Direction
Each entry must appear again exactly as it does in the source.

Input
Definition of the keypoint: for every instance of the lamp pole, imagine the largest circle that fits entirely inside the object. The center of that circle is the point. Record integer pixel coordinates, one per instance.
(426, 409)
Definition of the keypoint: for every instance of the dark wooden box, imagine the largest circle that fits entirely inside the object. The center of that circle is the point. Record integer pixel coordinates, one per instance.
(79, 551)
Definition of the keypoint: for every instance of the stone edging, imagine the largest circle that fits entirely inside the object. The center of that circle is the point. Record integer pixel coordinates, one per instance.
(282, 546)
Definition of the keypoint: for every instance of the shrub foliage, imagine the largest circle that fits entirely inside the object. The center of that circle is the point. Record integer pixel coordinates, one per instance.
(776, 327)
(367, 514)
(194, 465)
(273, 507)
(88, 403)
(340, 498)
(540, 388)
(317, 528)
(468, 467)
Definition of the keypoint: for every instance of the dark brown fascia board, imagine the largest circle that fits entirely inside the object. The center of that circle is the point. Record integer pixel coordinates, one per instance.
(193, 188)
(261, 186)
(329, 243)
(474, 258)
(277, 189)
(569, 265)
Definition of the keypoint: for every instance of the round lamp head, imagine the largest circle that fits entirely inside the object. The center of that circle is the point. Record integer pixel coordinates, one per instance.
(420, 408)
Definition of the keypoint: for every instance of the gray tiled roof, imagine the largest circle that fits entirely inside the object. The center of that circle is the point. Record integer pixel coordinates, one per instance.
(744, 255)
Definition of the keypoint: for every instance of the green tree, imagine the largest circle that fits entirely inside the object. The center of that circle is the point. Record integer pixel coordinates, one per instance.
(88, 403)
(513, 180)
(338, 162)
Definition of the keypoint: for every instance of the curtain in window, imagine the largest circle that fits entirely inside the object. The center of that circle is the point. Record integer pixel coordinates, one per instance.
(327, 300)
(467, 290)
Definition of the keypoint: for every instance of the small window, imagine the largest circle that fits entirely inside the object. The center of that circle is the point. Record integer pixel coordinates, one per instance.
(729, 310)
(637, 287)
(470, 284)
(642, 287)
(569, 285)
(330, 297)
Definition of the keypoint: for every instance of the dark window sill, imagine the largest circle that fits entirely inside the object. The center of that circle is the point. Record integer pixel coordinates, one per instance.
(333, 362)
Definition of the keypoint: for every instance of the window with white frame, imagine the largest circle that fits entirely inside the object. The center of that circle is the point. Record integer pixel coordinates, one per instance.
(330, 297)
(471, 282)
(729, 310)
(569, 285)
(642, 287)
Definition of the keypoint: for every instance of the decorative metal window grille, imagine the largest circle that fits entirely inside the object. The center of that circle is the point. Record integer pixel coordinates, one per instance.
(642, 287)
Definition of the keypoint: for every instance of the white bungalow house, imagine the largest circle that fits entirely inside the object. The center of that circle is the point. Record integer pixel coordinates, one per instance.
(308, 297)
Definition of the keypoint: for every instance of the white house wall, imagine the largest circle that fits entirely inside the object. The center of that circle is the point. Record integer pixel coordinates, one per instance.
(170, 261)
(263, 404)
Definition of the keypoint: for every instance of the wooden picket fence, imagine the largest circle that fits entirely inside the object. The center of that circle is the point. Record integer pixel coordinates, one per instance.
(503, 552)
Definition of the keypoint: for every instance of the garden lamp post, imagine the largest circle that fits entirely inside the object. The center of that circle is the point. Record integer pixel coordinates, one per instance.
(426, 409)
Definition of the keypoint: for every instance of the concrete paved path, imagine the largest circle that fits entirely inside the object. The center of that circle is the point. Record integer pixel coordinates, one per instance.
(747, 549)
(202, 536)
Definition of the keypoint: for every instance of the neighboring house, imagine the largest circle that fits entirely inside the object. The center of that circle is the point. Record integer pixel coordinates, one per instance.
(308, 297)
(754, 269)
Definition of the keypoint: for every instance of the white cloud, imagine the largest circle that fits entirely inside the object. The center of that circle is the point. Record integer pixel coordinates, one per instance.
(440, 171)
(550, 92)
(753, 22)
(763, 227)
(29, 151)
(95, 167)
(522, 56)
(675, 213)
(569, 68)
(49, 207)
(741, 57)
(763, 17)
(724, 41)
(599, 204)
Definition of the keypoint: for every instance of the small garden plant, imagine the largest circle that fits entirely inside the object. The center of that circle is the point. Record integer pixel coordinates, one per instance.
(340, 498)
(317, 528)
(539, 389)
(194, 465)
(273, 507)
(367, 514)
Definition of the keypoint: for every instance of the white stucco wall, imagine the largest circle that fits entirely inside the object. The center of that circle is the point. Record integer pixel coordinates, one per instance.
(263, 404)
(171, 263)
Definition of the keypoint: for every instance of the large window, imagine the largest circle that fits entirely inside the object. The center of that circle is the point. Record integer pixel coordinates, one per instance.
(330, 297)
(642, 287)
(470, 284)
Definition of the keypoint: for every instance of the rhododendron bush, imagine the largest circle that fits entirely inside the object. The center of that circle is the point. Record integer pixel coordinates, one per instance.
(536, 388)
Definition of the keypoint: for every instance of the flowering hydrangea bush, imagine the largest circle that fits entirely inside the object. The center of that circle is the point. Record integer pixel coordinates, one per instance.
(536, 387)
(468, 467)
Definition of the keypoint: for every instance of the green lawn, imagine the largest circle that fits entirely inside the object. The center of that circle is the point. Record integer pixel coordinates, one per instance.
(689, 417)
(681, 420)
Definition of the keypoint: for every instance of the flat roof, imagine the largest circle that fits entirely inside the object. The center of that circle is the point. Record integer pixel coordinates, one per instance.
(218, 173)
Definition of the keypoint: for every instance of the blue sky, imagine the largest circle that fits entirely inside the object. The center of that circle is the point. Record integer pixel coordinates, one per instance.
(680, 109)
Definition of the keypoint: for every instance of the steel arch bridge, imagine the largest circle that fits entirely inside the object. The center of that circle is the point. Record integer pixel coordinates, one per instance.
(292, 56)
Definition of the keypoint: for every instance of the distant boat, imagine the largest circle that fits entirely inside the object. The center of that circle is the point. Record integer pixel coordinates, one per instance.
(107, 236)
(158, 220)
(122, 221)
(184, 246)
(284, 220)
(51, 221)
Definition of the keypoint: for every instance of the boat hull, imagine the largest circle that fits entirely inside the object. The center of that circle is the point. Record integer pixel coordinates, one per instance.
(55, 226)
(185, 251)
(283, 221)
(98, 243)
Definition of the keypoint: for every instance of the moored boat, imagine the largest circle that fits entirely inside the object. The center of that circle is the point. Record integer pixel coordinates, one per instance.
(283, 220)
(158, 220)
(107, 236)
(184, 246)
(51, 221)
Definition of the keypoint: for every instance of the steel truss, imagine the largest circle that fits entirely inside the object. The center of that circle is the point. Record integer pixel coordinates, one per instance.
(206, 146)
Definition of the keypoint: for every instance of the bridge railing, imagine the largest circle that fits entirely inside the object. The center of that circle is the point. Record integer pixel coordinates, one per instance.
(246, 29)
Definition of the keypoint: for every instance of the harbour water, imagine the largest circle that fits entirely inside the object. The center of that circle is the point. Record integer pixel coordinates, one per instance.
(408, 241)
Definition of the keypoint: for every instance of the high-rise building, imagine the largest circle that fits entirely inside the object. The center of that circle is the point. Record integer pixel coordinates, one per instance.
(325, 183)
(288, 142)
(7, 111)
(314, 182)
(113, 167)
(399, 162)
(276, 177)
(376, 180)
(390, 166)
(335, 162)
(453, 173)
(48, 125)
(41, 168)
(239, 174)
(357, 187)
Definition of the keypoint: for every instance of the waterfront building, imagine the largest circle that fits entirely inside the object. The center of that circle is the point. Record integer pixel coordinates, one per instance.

Task result
Definition of the keypoint: for every instance of the lamp pole, imagine the largest circle that fits entirely inside the object. The center of that circle is the point. Record integer pixel coordinates, one per instance.
(426, 409)
Definition of the keypoint: for every instance of the dark wooden box, imagine the largest circle that fits entirely inside the object. The center of that circle is the point. Record integer pixel coordinates, one per instance.
(79, 551)
Definition of the keypoint: for every instance of the stone edging, imagine the largest circle that fits entirely inside the object. The center of that circle is the point. Record integer pixel coordinates, one per instance.
(282, 546)
Definition of the keypoint: for every instance of the shrub foliage, imagine the largest circle that fits entirely inside the object. The center of that circle is the point. Record integer pixel coordinates, one per instance.
(776, 327)
(367, 514)
(194, 465)
(273, 507)
(88, 403)
(340, 498)
(540, 388)
(317, 528)
(468, 467)
Definition of the keypoint: for every instance of the dark brown fascia board, imagine the largest circle that fits entirely inside the object. The center of that circle is the point. Record integer pixel coordinates, one per instance.
(193, 188)
(261, 186)
(329, 243)
(474, 258)
(277, 189)
(569, 265)
Definition of the keypoint: for every instance of the round lamp head, imagine the largest circle that fits entirely inside the object. The center of that circle is the point. Record integer pixel coordinates, one per instance.
(420, 408)
Definition of the keypoint: for every instance of the gray tiled roof, imagine the largest circle that fits entirely inside the object. The center of that circle is the point. Record integer pixel coordinates, one per instance.
(744, 255)
Definition of the keypoint: for every instance of the green tree, imagine the largest circle that fits entirely inside the object. The center of that circle is the point. Record integer pixel coordinates, one per instance.
(88, 403)
(513, 180)
(338, 162)
Definition of the keypoint: for every instance of the curtain in window, imagine the largest circle that fits entirely inside the object. The center of that circle is the point. Record integer pixel coordinates, one per instance.
(327, 300)
(467, 290)
Definition of the keypoint: for every instance of the small window, imagine the largest circle that fits entirely inside the object. The center of that circle is the point. Record integer pixel coordinates, one per instance.
(729, 310)
(637, 287)
(470, 284)
(642, 287)
(569, 285)
(330, 297)
Definition of the keypoint: for every instance of the dark window sill, imagine the largest circle that fits entirely inside the object. The center of that circle is the point. Record integer pixel coordinates, one per instance.
(333, 362)
Definition of the keypoint: for every instance of the window with white frame, imagine the largest circle that fits entirely inside the object. The center of that circle is the point. Record integer pixel coordinates, one per instance.
(330, 297)
(471, 282)
(729, 310)
(569, 285)
(642, 287)
Definition of the keypoint: for every instance of the decorative metal window grille, imagine the largest circle that fits entirely inside the object. The center of that circle is the point. Record integer pixel coordinates, one per instance.
(642, 287)
Definition of the keypoint: for every instance of the white bungalow house, imagine the largest circle that fits entirely inside the object. The center of that circle is the point. Record integer pixel coordinates, one per instance.
(308, 297)
Definition of the keypoint: for every instance of the white house wall, imagine the largest circle that fits entirely inside the object. The center of that circle is the point. Record integer pixel coordinates, one per instance.
(170, 261)
(263, 404)
Definition of the keypoint: for every instance of the wooden picket fence, imagine the largest circle that fits entirely inside the object. The center of that circle is the point. Record integer pixel coordinates, one per instance.
(503, 552)
Definition of the keypoint: for every instance of the garden lamp post, imagine the largest circle that fits entirely inside the object. The center of that circle is the point. Record integer pixel coordinates, one per instance.
(426, 409)
Definition of the keypoint: for every instance of the concrete paved path, imagine the largest circle that fits entirely inside the object. The center of that circle is the point. Record integer pixel coordinates, one per instance.
(747, 549)
(202, 536)
Definition of the keypoint: for every instance of the neighboring house, imagine the largest circle that fits entirely inside the object. The center of that circle is the point. Record integer pixel coordinates, one per instance.
(308, 297)
(754, 269)
Definition of the keypoint: for every instance of the white cloud, imagine the largest circle that fits entirely inside the object. The center of that circle is the point. Record integer pixel coordinates, one per instance.
(440, 171)
(550, 92)
(753, 22)
(763, 227)
(29, 151)
(95, 167)
(522, 56)
(675, 213)
(569, 68)
(49, 207)
(741, 57)
(763, 17)
(724, 41)
(599, 204)
Definition of the keypoint: for every instance of the small garden plant, imagine the largest circle that fits entirely inside the object. The center of that circle is the point. Record integer pixel coordinates, one per instance.
(340, 498)
(317, 528)
(539, 389)
(194, 465)
(273, 507)
(367, 514)
Definition of the keypoint: for every instance of the white stucco wall, imagine the largest circle that fits entirely inside the object. The center of that circle is the point. Record integer pixel coordinates, one per instance.
(263, 404)
(171, 263)
Definition of the keypoint: for every instance of the large window, imagine the largest circle that fits entirely inside the object. The center of that circle is the point. Record integer pixel coordinates, one per instance.
(330, 297)
(642, 287)
(470, 284)
Definition of the keypoint: for every instance of the rhododendron bush, imagine the largest circle that fits entirely inside the object. The center of that circle is the point. Record integer pixel coordinates, one per instance.
(536, 388)
Definition of the keypoint: for every instance of the flowering hydrangea bush, imagine the largest circle that fits entirely inside the object. The center of that circle is the point. Record integer pixel coordinates, one per instance.
(536, 387)
(468, 467)
Definition of the keypoint: for every instance of the green lawn, imagine the largest circle that fits entirely inside the object. The center of that circle is the point. Record integer pixel coordinates, one per instance.
(689, 417)
(681, 420)
Definition of the keypoint: for every instance of the flat roof, imagine the largest circle that fits entirely inside the object. The center of that circle is the point. Record integer pixel coordinates, one per instance.
(218, 173)
Definition of the keypoint: for every instance of the blue sky, imagine the largest circle that fits entirely inside the object. The center of that circle is the point. Record integer pixel coordinates, one per instance.
(680, 109)
Definition of the keypoint: for every instance of the steel arch bridge, imagine the largest circle that fits entirely inside the object. The center of that circle is the point. Record integer pixel coordinates, one per instance.
(292, 56)
Definition of the keypoint: for every instance of the distant boat, imagine the largest circle that fits entirely inside the object. The center of that circle is the point. Record integer pixel coordinates, one per instance.
(107, 236)
(158, 220)
(122, 221)
(184, 246)
(284, 220)
(51, 221)
Definition of the keypoint: for every instance of the boat hull, imagine the largest circle that fits entirely inside the object. The center of that circle is the point. Record integer pixel coordinates, one per instance.
(55, 226)
(185, 251)
(283, 221)
(98, 243)
Definition of the keypoint: for every instance of the moored boat, imagine the largest circle that fits entirely inside the object. The center of that circle is the point. Record integer pixel coordinates, one per instance.
(283, 220)
(158, 220)
(107, 236)
(184, 246)
(51, 221)
Definition of the keypoint: for every instance of the steel truss, imagine the largest circle that fits entirely inside the object. The center of that circle is the point. Record integer pixel coordinates, one per instance.
(206, 146)
Definition of the keypoint: for every instance of the bridge railing, imagine the largest circle that fits entirely inside the object. The center of that circle is the point. Record integer pixel coordinates, one per instance.
(246, 29)
Definition of the keypoint: for every instance of the harbour water, imagine the largest circle that fits entirely inside the object. The center of that circle is the point. Record integer pixel coordinates, one per instance.
(408, 241)
Definition of the keypoint: for every instance of the high-rise building, imagine the largest circle that fits entirely inside the object. The center of that circle is the point. Record integer pixel coordinates, one per instance.
(325, 183)
(288, 142)
(7, 111)
(314, 182)
(113, 167)
(399, 162)
(276, 177)
(376, 180)
(390, 166)
(335, 162)
(453, 173)
(48, 125)
(41, 168)
(239, 174)
(357, 187)
Definition of the keypoint: for every instance of the waterfront building, imagine the largest circle that fits entirely inside the object. The center of that circle is the point. Record integer pixel coordinates, one per instance.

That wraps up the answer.